(Task item)
All records are to be restated exactly, each line as it reads.
[Supplied records]
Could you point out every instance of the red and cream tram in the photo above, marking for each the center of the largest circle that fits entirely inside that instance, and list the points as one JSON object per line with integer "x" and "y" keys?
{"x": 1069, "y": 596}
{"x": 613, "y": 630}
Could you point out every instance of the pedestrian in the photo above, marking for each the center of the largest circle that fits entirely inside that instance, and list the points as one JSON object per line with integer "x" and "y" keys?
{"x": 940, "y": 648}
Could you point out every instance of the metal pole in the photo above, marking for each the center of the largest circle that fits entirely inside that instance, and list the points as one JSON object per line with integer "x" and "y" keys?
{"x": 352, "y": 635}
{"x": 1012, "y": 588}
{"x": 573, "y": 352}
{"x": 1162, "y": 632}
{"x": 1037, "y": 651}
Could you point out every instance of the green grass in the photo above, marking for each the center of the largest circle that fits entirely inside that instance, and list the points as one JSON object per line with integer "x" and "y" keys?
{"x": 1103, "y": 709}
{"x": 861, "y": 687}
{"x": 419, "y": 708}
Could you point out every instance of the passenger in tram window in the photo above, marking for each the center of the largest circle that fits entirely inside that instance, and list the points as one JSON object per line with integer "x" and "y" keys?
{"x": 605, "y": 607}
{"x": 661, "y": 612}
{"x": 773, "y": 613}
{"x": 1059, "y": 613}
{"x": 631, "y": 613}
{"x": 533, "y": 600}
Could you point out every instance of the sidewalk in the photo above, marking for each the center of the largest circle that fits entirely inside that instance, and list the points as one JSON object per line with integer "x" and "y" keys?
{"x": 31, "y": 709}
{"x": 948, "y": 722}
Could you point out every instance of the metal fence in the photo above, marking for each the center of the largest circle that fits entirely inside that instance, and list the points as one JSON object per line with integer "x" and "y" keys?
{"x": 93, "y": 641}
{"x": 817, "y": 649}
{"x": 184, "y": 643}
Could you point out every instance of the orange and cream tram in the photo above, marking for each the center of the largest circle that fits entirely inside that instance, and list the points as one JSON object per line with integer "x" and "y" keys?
[/Supplied records]
(Written solution)
Could you point out every instance of the red and cream tram in the photo above, marking for each the center of the largest circle that fits entirely inside that instance, and list the points as one JSON object per line with integer "x" and "y" keys?
{"x": 1069, "y": 596}
{"x": 613, "y": 630}
Could you point out every instance of the pedestrian in the photo above, marking for each the center of the largest circle that fits entirely inside that instance, and list the points as one JSON object per line with integer "x" and "y" keys?
{"x": 940, "y": 648}
Could you point out every instance of the metal pole in the photo above, marking for each the center of the largest circle that fits entirely inside that instance, and list the points as one JSON object per line with integer "x" and "y" keys?
{"x": 352, "y": 635}
{"x": 1012, "y": 588}
{"x": 573, "y": 352}
{"x": 1162, "y": 632}
{"x": 1037, "y": 651}
Could you point out every instance of the green grass in the photo above, marking for each the center of the largest circle that fits entirely inside that instance, and list the points as one JSON object per line with integer "x" and "y" keys?
{"x": 1103, "y": 709}
{"x": 861, "y": 687}
{"x": 419, "y": 708}
Could you point out every instance of the passenger in tram window in the photo above, marking for each the center of the largest circle that fits entirely inside that instance, and list the points as one JSON object per line with integer "x" and "y" keys?
{"x": 605, "y": 607}
{"x": 661, "y": 612}
{"x": 773, "y": 613}
{"x": 1059, "y": 613}
{"x": 631, "y": 613}
{"x": 533, "y": 600}
Could you point out every instance of the sidewalk in the photo above, marking for each the center of the largest circle that fits entirely inside that instance, and list the points as one JSON object per line with integer "x" and "y" keys?
{"x": 31, "y": 709}
{"x": 948, "y": 722}
Could you point out every instance of the metal fence in the photo above, marking for each the center of the largest circle that fits entirely inside that instance, and list the points as one JSON object per line with integer "x" and "y" keys?
{"x": 93, "y": 641}
{"x": 817, "y": 649}
{"x": 184, "y": 643}
Could you point out every instance of the orange and cream tram in the photo above, marking for each the center of the largest circle that fits entirely inside that instance, and list the points as one JSON object per line with integer "x" and "y" keys?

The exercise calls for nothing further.